→ **Short task**
Find the line that contains "Phrase: gray trousers". Repeat that line and all lines following it, exactly, through the end of the listing below.

→ **Exercise inputs**
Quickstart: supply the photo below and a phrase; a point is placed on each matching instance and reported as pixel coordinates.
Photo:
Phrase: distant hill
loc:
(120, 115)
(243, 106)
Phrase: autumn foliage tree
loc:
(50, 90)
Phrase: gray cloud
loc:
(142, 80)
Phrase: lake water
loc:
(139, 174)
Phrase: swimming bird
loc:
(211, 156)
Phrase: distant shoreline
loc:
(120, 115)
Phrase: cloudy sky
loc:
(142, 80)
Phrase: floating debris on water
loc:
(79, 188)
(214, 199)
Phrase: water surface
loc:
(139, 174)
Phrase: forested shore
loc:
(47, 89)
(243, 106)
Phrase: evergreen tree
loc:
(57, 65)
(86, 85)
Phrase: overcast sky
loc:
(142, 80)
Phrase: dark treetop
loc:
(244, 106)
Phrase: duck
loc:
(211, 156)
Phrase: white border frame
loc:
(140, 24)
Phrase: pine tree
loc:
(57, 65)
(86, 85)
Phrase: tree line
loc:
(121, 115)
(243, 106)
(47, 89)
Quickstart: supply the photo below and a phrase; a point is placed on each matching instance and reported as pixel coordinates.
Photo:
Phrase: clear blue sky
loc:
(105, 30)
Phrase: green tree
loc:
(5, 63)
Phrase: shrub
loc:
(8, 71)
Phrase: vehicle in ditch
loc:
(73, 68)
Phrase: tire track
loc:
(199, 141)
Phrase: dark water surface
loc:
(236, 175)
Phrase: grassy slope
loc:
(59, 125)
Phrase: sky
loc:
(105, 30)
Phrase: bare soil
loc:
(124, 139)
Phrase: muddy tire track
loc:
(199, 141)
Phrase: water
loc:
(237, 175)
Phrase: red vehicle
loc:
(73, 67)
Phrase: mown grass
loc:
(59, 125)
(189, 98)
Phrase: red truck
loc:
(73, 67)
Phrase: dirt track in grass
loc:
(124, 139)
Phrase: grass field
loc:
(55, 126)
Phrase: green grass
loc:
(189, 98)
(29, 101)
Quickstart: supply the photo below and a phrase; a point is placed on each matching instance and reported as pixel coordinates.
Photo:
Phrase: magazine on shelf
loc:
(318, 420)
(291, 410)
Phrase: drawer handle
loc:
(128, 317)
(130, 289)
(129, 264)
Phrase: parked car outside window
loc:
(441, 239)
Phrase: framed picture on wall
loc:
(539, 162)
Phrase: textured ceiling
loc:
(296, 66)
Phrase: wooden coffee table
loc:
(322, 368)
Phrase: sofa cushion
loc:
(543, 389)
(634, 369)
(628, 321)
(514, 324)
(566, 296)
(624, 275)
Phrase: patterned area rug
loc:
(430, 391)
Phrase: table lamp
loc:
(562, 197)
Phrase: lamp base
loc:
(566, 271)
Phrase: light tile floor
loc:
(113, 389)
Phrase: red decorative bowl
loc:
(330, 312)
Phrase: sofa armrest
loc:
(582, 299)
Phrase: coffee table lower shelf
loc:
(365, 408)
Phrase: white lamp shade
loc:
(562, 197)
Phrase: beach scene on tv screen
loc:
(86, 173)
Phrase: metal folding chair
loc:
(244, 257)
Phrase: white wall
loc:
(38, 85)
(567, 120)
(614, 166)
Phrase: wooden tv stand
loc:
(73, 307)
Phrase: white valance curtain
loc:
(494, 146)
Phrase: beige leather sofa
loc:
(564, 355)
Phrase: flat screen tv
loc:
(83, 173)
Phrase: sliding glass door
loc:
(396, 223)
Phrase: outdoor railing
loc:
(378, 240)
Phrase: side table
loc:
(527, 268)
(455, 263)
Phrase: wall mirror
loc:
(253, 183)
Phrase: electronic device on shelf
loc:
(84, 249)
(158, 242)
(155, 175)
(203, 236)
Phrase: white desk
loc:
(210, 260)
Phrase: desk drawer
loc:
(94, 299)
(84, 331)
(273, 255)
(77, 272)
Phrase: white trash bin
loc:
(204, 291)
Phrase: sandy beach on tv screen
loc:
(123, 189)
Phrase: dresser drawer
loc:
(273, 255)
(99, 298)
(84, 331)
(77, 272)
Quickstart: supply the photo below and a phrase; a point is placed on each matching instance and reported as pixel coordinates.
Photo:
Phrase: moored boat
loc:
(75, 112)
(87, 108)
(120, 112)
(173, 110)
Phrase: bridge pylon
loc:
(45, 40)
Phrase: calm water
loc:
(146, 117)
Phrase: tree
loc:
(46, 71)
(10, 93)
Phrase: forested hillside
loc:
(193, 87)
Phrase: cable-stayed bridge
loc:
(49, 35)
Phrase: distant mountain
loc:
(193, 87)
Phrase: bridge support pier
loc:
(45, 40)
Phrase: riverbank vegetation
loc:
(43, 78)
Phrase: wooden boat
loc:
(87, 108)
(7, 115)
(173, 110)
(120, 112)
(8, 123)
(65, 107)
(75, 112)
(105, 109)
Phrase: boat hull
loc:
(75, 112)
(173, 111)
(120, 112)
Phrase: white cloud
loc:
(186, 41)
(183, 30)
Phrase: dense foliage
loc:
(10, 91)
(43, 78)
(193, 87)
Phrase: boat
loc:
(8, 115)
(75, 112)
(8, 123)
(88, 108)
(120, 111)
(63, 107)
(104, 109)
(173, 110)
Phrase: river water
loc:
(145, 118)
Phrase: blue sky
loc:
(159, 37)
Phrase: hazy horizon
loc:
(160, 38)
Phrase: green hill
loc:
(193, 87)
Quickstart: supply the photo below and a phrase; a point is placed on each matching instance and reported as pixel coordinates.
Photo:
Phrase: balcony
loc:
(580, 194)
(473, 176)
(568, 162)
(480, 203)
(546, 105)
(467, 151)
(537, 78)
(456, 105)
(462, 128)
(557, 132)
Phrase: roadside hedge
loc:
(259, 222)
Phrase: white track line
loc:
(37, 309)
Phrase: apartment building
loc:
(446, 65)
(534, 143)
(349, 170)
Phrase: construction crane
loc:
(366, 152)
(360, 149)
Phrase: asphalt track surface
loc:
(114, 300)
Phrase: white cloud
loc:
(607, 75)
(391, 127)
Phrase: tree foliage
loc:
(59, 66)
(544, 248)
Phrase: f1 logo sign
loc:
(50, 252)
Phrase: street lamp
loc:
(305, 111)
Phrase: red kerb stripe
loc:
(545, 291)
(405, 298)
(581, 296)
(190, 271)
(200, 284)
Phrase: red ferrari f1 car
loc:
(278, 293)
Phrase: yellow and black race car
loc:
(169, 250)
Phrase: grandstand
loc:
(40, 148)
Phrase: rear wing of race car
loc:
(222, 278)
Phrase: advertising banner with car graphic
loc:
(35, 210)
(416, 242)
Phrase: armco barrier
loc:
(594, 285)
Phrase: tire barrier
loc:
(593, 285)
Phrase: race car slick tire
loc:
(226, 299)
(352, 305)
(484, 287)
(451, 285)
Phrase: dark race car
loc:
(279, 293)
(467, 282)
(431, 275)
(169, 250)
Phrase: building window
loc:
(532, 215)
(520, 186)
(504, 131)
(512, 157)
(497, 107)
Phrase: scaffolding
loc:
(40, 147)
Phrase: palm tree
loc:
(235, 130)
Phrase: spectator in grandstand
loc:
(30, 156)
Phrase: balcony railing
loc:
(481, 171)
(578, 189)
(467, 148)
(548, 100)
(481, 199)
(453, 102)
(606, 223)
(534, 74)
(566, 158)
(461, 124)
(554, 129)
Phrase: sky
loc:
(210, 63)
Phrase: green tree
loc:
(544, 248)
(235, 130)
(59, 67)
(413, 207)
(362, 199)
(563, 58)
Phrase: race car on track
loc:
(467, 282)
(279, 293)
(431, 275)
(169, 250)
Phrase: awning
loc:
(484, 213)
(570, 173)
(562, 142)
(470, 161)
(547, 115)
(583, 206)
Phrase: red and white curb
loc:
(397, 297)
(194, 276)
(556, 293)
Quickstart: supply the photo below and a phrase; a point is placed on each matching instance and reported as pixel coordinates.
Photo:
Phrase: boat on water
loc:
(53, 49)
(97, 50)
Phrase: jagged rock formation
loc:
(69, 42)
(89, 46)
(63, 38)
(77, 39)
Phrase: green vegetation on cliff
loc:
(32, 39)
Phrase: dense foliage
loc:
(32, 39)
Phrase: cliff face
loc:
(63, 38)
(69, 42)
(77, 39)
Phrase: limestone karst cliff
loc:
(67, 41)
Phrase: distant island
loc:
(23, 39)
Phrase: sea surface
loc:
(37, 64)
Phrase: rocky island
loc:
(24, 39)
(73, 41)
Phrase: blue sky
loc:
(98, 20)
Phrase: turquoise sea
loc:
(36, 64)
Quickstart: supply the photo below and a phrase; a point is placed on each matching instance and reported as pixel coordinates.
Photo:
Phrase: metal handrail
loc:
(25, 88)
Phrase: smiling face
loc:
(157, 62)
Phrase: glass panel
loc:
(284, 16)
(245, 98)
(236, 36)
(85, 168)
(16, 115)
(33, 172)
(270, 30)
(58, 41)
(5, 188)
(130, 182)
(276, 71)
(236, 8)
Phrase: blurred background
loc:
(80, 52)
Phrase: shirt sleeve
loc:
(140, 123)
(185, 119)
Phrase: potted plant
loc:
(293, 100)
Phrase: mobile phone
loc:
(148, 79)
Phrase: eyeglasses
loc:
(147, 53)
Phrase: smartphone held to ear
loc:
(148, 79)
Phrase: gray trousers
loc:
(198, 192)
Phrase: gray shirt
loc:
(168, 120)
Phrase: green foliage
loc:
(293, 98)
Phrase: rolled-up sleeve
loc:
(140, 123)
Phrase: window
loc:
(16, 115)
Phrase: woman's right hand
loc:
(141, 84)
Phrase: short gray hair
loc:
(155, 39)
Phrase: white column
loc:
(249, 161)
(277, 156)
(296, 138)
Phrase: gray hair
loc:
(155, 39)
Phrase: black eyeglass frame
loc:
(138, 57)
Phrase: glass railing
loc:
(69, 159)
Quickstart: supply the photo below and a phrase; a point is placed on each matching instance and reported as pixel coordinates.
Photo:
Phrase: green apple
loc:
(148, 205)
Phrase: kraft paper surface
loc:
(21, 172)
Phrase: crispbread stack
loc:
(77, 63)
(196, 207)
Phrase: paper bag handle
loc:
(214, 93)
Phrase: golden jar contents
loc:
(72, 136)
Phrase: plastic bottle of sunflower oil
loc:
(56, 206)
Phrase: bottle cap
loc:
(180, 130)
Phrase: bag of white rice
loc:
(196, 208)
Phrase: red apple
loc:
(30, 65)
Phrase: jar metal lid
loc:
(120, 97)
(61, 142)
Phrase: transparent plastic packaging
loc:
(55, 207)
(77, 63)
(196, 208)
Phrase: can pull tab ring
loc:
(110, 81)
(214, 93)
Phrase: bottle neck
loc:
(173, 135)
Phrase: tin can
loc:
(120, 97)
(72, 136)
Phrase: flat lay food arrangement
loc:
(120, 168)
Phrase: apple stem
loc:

→ **Exercise solution**
Phrase: gray trousers
loc:
(198, 192)
Phrase: gray shirt
loc:
(168, 120)
Phrase: green foliage
loc:
(293, 98)
Phrase: rolled-up sleeve
loc:
(140, 123)
Phrase: window
loc:
(16, 115)
Phrase: woman's right hand
loc:
(141, 84)
Phrase: short gray hair
loc:
(155, 39)
Phrase: white column
loc:
(249, 161)
(277, 156)
(296, 138)
Phrase: gray hair
loc:
(155, 39)
Phrase: black eyeglass frame
loc:
(138, 57)
Phrase: glass railing
loc:
(69, 159)
Quickstart: supply the photo below and a phrase; a point is placed on each matching instance and reported as pixel coordinates.
Photo:
Phrase: green apple
loc:
(148, 205)
Phrase: kraft paper surface
loc:
(21, 172)
Phrase: crispbread stack
loc:
(77, 63)
(196, 207)
Phrase: paper bag handle
loc:
(214, 93)
Phrase: golden jar contents
loc:
(72, 136)
Phrase: plastic bottle of sunflower oil
loc:
(56, 206)
Phrase: bottle cap
loc:
(180, 130)
Phrase: bag of white rice
loc:
(196, 208)
Phrase: red apple
loc:
(30, 65)
Phrase: jar metal lid
loc:
(120, 97)
(61, 142)
Phrase: transparent plastic packaging
loc:
(55, 207)
(77, 63)
(196, 208)
Phrase: can pull tab ring
loc:
(110, 81)
(214, 93)
Phrase: bottle neck
loc:
(173, 135)
Phrase: tin can
loc:
(120, 97)
(72, 136)
Phrase: flat lay food arrangement
loc:
(120, 168)
Phrase: apple stem
loc:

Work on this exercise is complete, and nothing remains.